* Problem requirements *
The entries that follow should be written out exactly.

* Given entries *
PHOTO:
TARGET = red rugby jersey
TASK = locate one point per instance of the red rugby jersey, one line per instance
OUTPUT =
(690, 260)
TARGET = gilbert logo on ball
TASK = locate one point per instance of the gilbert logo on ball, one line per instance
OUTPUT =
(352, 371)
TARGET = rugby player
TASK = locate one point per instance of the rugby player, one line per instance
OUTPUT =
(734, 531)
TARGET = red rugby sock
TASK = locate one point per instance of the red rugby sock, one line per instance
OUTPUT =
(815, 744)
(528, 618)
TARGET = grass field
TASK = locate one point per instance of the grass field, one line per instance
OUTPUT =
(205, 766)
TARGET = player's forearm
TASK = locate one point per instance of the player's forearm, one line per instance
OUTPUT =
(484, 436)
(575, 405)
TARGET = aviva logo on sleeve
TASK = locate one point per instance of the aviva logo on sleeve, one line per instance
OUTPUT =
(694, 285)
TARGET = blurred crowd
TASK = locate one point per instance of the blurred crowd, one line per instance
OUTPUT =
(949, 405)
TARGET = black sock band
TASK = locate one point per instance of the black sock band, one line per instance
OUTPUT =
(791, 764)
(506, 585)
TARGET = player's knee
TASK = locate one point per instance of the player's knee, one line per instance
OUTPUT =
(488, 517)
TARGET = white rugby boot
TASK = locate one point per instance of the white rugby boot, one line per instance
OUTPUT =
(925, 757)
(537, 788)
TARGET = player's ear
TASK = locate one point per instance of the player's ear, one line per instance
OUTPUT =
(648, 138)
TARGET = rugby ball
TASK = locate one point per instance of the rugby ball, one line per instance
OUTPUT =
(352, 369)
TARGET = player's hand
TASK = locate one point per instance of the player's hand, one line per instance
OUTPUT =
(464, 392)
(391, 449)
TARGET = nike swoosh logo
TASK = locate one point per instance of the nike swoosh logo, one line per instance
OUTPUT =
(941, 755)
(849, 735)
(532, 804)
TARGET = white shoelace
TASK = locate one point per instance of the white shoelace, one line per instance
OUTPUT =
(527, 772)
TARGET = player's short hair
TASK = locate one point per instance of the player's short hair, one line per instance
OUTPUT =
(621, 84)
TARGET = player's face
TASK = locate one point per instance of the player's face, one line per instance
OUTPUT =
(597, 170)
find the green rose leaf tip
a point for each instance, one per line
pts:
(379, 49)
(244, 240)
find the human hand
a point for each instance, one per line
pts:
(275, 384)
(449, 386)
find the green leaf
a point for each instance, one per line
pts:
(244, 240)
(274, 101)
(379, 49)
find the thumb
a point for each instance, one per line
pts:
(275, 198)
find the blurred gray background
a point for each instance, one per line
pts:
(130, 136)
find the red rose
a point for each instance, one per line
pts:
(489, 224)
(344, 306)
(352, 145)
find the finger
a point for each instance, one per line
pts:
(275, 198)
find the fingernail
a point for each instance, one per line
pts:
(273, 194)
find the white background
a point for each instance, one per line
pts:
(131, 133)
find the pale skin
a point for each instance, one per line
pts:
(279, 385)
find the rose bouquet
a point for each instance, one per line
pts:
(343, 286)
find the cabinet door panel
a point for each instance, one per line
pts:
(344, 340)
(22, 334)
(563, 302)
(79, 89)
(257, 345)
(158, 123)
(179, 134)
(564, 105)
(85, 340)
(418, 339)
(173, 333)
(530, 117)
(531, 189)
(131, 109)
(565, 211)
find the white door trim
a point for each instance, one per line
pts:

* The solution *
PHOTO:
TARGET = red rugby jersey
TASK = locate one point per instance of the red rugby jersey, one line per instance
OUTPUT =
(690, 260)
TARGET = gilbert logo on ball
TASK = locate one point per instance of the gilbert logo on ball, one line per instance
OUTPUT =
(352, 371)
TARGET = rugby player
TASK = locate one point per instance of the rugby player, one line per instance
OUTPUT =
(734, 531)
TARGET = red rugby sock
TASK = locate one point per instance of the red rugby sock, one line per instance
OUTPUT =
(815, 744)
(528, 618)
TARGET = grass field
TASK = locate one point per instance of the grass field, one line per instance
OUTPUT =
(205, 766)
TARGET = player's forearm
TASK = locate one point per instance of the player's forearm, one line per instance
OUTPUT =
(484, 436)
(575, 405)
TARGET = aviva logo on sleeve
TASK = locate one point per instance of the aviva logo on sleeve, one line per instance
OUTPUT =
(694, 285)
TARGET = blurred crowd
TASK = locate one point per instance of the blurred crowd, one line per instance
OUTPUT =
(949, 405)
TARGET = black sock band
TASK = locate one point per instance of the black sock band, one line per instance
OUTPUT =
(791, 764)
(506, 585)
TARGET = player's knee
TASK = locate one point per instance of the player's knee, one line per instance
OUTPUT =
(488, 517)
TARGET = white rugby boot
TASK = locate one point per instance of the white rugby boot, one line per instance
OUTPUT =
(925, 757)
(537, 788)
TARGET = player's ear
TASK = locate one point per instance of the player's ear, one line per instance
OUTPUT =
(648, 138)
TARGET = rugby ball
TASK = locate one point per instance of the rugby ball, one line per instance
OUTPUT =
(352, 369)
TARGET = player's hand
TASK = locate one point per instance of the player's hand, one line per instance
OUTPUT =
(464, 392)
(391, 449)
TARGET = nike swoosh logo
TASK = locate one point per instance of the nike swoosh logo, one line per instance
OUTPUT =
(941, 755)
(849, 735)
(532, 804)
TARGET = white shoelace
TASK = locate one point per instance of the white shoelace, one line per instance
OUTPUT =
(527, 772)
TARGET = player's short hair
TASK = locate one point per instance of the player's short hair, one line per instance
OUTPUT =
(621, 84)
TARGET = player's face
TASK = locate one point per instance of the player's face, one line per instance
OUTPUT =
(597, 170)
find the green rose leaf tip
a point for each instance, one per line
pts:
(379, 49)
(244, 240)
find the human hand
a point for each instance, one per line
pts:
(275, 384)
(449, 386)
find the green leaf
a point for each instance, one per line
pts:
(244, 240)
(274, 101)
(379, 49)
find the thumb
a point for each instance, one per line
pts:
(275, 198)
find the blurred gray background
a point for each instance, one per line
pts:
(130, 136)
find the red rose
a point for each instance, one per line
pts:
(489, 224)
(344, 306)
(352, 145)
find the finger
a point for each instance, one per line
pts:
(275, 198)
find the fingernail
a point for each instance, one per line
pts:
(273, 194)
find the white background
a point for each instance, one per line
pts:
(131, 133)
find the pale skin
a point for each instance, one per line
pts:
(279, 385)
find the rose bouquet
a point for each instance, one per line
pts:
(343, 286)
find the cabinet door panel
a point for each instance, one per line
pts:
(344, 340)
(22, 334)
(563, 302)
(79, 89)
(257, 345)
(158, 123)
(179, 134)
(564, 105)
(85, 340)
(418, 339)
(173, 333)
(530, 117)
(531, 189)
(131, 109)
(565, 211)
find the white door trim
a point for each instance, one per line
pts:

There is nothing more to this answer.